• _EXERCISE_
Give the data below again exactly as written, without its pictures.

START EXTRACTED DATA

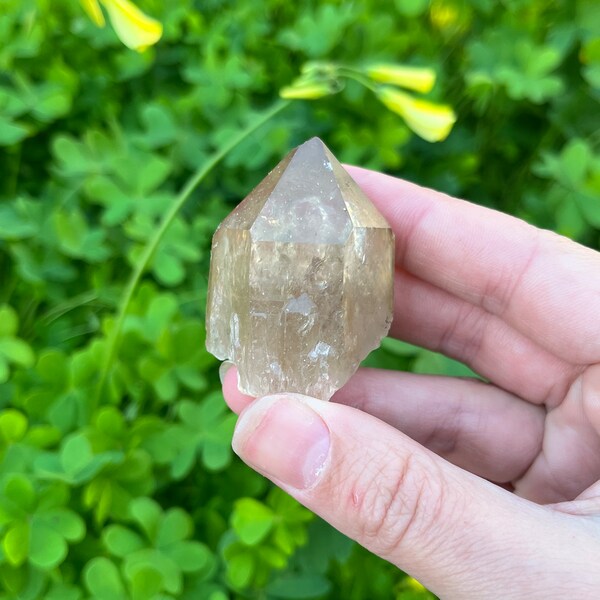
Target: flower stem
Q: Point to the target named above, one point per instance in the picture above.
(114, 336)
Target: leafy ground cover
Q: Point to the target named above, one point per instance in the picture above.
(116, 475)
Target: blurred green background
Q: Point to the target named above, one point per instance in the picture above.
(116, 475)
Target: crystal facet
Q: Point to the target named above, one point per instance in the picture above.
(301, 279)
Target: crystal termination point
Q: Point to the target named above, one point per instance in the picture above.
(301, 279)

END EXTRACTED DATA

• _OUTPUT OF THE TASK_
Target: flower stem
Q: Point to the target named above, one point per instance in the picture above.
(114, 336)
Target: leafy ground cover
Q: Point to the target named above, one point per instance in the picture above.
(116, 475)
Target: blurred green background
Q: Point to the target named above, one point per instance in the picture above.
(116, 475)
Target: crystal facet
Q: Point to the target named above, one point per instance in the picture above.
(301, 279)
Target: crystal termination point
Q: Point to the target named above, one point per instance in the picture above.
(301, 279)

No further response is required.